- EXTRACTED MATERIAL

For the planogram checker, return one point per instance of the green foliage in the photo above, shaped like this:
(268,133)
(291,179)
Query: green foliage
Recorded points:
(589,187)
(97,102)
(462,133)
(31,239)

- REQUIREMENTS
Scale the records above by rewriting every line, requests included, with each coordinate in the recorded points multiplied by 2.4 and rounded to the nearest whole number, halves rounded up. Leave the numbers in the requests and their format samples unchanged.

- SOLUTION TO THIS PROBLEM
For the planogram checker, return one point per instance of the green foliage in the photo above, shaped like this:
(268,133)
(291,179)
Query: green foliage
Recorded points:
(1414,449)
(233,245)
(1109,319)
(74,574)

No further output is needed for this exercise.